과제 안내:
아래 자료에서 "For the test set, locate each instance of the held" 문구가 들어 있는 줄부터 자료 맨 끝 줄까지를 "번호"와 "내용" 두 열로 된 마크다운 표로 정리하세요. 첫 줄과 끝 줄도 넣고 빈 줄은 빼며, 각 줄에 차례대로 번호를 매기세요.

제시된 자료:
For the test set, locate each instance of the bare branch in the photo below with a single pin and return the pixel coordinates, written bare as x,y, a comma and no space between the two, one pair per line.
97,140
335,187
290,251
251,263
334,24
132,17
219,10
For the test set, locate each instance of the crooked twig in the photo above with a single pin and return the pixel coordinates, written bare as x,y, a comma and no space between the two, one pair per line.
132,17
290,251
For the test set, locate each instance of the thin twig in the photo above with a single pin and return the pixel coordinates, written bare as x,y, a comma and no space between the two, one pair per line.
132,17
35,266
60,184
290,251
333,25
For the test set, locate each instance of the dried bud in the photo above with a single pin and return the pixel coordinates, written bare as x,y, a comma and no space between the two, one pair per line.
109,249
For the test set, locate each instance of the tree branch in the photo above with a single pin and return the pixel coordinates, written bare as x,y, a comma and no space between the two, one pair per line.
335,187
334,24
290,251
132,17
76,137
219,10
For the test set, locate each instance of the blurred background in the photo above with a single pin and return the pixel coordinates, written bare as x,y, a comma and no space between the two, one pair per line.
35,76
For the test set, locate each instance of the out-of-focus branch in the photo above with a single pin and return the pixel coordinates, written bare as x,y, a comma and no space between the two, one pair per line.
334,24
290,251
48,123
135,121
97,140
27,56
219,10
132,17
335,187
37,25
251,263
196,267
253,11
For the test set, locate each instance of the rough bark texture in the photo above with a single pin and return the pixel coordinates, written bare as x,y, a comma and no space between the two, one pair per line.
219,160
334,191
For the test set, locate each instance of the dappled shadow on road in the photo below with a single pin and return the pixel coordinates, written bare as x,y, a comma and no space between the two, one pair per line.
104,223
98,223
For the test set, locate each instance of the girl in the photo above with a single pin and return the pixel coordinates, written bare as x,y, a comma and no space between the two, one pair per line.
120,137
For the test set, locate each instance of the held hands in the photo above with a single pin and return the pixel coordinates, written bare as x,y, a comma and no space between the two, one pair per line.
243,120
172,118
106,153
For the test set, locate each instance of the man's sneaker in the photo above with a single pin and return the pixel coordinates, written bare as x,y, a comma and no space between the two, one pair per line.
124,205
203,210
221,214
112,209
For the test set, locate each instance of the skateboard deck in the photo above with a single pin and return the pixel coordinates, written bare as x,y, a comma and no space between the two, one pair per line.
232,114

과제 답:
| 번호 | 내용 |
|---|---|
| 1 | For the test set, locate each instance of the held hands in the photo above with a single pin and return the pixel coordinates, written bare as x,y, a comma and no space between the two, one pair per line. |
| 2 | 243,120 |
| 3 | 172,118 |
| 4 | 106,153 |
| 5 | For the test set, locate each instance of the man's sneaker in the photo above with a single pin and return the pixel coordinates, written bare as x,y, a comma and no space between the two, one pair per line. |
| 6 | 124,205 |
| 7 | 203,210 |
| 8 | 221,214 |
| 9 | 112,209 |
| 10 | For the test set, locate each instance of the skateboard deck in the photo above with a single pin and return the pixel coordinates, written bare as x,y, a comma and no space between the two, one pair per line. |
| 11 | 232,114 |